→ SUPPLIED PASSAGE
--- Begin ---

Nearly a decade ago, intense protests over racial injustice rocked the University of Missouri’s flagship campus, leading to the resignation of two top administrators. The university then hired its first-ever vice chancellor for inclusion, diversity and equity. Tensions were so high that football players were threatening a boycott and a graduate student went on hunger strike.

Today, the entire diversity office is gone, an example of changes sweeping universities in states led by conservatives, and a possible harbinger of things to come nationwide.

“I feel like that is the future, especially for the next four years of Trump’s presidency,” said Kenny Douglas, a history and Black studies major on the campus in Columbia, Missouri.

Student Kenny Douglas poses for a photo at the University of Missouri where he is a a history and Black studies major, Wednesday, Dec. 18, 2024, in Columbia, Mo. (AP Photo/Jeff Roberson)AP

As President-elect Donald Trump prepares to take office, both conservative and liberal politicians say higher education changes in red parts of America could be a road map for the rest of the country.

Dozens of diversity, equity and inclusion programs have already closed in states including Alabama, Florida, Kentucky, North Carolina, Iowa, Nebraska and Texas. In some cases, lessons about racial and gender identity have been phased out. Supports and resources for underrepresented students have disappeared. Some students say changes in campus climate have led them to consider dropping out.

UA DEI Changes

The University of Alabama’s former Safe Zone Resource Center was empty as students prepared for their first week of classes on Aug. 19, 2024. Officials closed the space to comply with a new state law. AL.com / Rebecca GriesbachRebecca Griesbach

During his campaign, Trump vowed to end “wokeness” and “leftist indoctrination” in education. He pledged to dismantle diversity programs that he says amount to discrimination, and to impose fines on colleges “up to the entire amount of their endowment.”

Many conservatives have taken a similar view. Erec Smith, a research fellow at the free-market Cato Institute whose scholarship examines anti-racist activism and Black conservatism, said DEI sends the message that “whiteness is oppression.” Diversity efforts are “thoroughly robbing Black people and other minorities of a sense of agency,” he said.

The New College of Florida, a tiny liberal arts institution once known as the most progressive of Florida’s public campuses and a refuge for LGBTQ+ students, became a centerpiece for Republican Gov. Ron DeSantis’ “war on woke.” DeSantis overhauled the school’s Board of Trustees in 2023, appointing a new majority of conservative allies, including culture war strategist Christopher Rufo.

Many faculty departed last year, leaving vacancies that the new leadership has filled with a variety of conservative academics — and non-academics, including British comedian and conservative commentator Andrew Doyle, who will be teaching a new course this January called “The Woke Movement.”

“This is only the beginning,” Rufo wrote in the forward to school President Richard Corcoran’s new book, “Storming the Ivory Tower.”

Trump’s opponents dismiss his depictions of liberal indoctrination on campuses as a fiction. But conservatives point to diversity programs and the student debt crisis as evidence colleges are out of touch.

--- End ---

→ RAW RECORDS
--- Begin ---

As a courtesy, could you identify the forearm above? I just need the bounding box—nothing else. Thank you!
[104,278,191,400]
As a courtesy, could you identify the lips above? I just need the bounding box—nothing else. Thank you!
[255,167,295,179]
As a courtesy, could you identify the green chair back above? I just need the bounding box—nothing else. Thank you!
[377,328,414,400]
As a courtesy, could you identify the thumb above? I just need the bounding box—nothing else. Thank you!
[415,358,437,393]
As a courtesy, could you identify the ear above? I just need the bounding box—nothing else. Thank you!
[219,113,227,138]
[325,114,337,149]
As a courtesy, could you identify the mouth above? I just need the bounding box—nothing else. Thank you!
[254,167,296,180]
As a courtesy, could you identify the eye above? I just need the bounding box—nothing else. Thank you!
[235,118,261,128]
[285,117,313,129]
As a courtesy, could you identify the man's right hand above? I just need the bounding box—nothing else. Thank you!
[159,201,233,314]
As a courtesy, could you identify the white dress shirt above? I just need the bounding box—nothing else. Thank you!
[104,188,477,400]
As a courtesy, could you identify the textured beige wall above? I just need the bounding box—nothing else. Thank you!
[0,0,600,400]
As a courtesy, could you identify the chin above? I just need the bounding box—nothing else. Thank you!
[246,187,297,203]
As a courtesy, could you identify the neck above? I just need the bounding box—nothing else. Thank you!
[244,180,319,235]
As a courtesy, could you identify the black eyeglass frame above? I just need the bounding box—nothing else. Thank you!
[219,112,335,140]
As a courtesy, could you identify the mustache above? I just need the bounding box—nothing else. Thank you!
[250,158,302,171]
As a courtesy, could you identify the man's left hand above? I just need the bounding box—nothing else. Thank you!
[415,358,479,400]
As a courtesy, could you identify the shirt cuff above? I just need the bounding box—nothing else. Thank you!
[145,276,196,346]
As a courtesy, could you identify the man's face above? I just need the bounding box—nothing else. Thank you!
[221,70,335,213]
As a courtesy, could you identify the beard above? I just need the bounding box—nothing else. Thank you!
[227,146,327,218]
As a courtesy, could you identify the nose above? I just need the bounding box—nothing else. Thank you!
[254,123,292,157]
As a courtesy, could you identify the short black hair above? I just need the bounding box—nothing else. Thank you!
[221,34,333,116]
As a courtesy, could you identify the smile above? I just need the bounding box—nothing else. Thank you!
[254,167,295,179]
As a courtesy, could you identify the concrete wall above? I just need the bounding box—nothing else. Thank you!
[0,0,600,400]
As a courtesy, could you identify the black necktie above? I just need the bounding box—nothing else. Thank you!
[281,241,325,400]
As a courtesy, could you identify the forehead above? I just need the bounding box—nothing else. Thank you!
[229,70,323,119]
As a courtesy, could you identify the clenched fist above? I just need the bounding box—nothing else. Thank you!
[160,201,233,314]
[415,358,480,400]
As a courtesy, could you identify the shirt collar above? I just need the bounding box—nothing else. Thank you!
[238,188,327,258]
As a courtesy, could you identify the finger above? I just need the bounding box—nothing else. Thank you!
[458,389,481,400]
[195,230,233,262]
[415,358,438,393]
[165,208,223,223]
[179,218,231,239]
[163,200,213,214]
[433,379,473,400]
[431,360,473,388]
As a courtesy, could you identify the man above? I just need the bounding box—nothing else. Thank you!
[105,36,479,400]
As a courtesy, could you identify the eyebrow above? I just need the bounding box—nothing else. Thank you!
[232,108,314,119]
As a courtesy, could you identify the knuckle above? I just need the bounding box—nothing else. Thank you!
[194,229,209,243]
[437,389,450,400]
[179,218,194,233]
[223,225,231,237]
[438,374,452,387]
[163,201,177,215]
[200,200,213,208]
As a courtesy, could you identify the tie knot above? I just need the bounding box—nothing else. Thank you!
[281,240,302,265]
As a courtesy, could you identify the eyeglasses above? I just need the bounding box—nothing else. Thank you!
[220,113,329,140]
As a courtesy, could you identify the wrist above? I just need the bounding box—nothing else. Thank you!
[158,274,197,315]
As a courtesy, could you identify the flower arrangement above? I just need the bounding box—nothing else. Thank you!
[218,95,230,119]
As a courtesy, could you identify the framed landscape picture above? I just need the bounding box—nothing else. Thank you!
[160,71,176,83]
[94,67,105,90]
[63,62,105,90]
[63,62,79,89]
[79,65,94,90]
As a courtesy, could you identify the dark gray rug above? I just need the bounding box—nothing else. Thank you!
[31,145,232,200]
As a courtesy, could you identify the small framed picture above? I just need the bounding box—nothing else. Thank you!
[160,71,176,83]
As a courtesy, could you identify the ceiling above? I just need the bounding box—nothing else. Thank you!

--- End ---

→ DIRECTIONS
- A) Answer these about the article on campus diversity programs above:
(i) What does Kenny Douglas study at the University of Missouri?
(ii) In what year did Ron DeSantis overhaul the New College of Florida's Board of Trustees?
(iii) What is the title of the course Andrew Doyle will teach?
- B) Carry on writing the article on campus diversity programs above, starting after its final sentence.

→ THE RESPONSES
- A)
(i) History and Black studies
(ii) 2023
(iii) "The Woke Movement"

- B)
“What happens if you are an institution that’s trying to change society?” asked Adam Kissel of the conservative Heritage Foundation — the group behind Project 2025, a sweeping anti-DEI blueprint for a new GOP administration that Trump has disavowed while nominating some of its authors for administrative roles. “Society will push back on you.”

Pushback is exactly what DEI programs have faced.

Alabama Gov. Kay Ivey, a Republican, in March signed into law a bill barring state funding for public colleges that advocate for “divisive concepts” including that someone should feel guilty because of their race or gender. The law also states people at schools and colleges must use the bathroom that matches their gender assigned at birth.

The effects of the anti-DEI law rippled through campuses including the University of Alabama and Auburn University, the state’s two largest four-year colleges. DEI offices and designated areas for LGBTQ+ and Black students closed when classes started in late August — just before the law took effect.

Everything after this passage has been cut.